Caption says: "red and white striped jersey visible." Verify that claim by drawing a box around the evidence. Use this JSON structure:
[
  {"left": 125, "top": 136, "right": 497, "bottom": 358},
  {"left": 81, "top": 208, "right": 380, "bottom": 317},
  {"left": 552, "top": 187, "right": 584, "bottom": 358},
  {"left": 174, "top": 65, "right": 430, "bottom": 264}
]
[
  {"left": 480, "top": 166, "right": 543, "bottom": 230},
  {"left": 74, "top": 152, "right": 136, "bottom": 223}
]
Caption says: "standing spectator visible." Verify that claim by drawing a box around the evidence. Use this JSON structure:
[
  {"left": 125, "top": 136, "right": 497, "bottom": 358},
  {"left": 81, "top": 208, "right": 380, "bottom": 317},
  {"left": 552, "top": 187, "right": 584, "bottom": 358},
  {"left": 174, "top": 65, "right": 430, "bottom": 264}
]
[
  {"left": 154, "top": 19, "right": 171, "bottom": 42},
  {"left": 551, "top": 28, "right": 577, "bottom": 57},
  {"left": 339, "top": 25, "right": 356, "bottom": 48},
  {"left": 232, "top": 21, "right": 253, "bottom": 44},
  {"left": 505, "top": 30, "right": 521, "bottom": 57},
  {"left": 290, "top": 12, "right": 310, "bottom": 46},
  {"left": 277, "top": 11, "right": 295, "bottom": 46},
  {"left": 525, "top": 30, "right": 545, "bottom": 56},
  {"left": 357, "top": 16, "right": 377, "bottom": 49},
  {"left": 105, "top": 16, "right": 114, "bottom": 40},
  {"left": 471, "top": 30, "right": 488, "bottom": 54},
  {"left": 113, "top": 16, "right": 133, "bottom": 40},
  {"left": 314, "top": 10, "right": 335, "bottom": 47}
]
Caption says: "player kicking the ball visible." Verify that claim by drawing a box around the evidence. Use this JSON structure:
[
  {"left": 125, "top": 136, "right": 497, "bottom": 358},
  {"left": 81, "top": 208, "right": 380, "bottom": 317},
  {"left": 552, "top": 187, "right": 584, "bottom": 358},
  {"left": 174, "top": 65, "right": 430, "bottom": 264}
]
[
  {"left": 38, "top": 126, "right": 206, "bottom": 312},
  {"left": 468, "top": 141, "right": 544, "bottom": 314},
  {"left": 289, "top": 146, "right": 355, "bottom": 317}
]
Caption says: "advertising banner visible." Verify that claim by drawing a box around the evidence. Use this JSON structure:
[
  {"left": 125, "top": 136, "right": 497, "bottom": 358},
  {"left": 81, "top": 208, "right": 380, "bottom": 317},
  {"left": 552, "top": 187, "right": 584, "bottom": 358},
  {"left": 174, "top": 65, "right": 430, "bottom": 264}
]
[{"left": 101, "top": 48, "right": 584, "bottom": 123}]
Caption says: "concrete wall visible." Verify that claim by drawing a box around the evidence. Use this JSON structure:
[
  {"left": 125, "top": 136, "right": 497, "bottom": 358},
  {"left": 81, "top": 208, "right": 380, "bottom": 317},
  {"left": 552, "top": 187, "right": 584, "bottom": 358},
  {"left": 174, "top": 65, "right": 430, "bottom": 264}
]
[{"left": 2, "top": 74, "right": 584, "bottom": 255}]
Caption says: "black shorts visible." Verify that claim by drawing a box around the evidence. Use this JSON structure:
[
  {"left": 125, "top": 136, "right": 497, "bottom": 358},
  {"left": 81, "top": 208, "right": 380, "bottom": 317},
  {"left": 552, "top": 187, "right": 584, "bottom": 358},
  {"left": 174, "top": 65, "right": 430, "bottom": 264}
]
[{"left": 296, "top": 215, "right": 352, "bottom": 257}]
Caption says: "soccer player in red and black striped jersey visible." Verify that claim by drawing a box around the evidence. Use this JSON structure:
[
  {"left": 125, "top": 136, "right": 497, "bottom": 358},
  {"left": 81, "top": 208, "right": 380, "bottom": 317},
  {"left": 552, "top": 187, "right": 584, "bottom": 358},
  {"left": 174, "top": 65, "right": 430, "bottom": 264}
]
_ _ _ _
Reproduce, exactly and only, the lines running from the one with "player in red" to the end of the listing above.

Caption says: "soccer player in red and black striped jersey visible." Verify that claim by drawing a box around the evidence. Use this JSON structure:
[
  {"left": 125, "top": 136, "right": 497, "bottom": 358},
  {"left": 81, "top": 208, "right": 380, "bottom": 317},
  {"left": 552, "top": 187, "right": 584, "bottom": 358},
  {"left": 174, "top": 65, "right": 430, "bottom": 264}
]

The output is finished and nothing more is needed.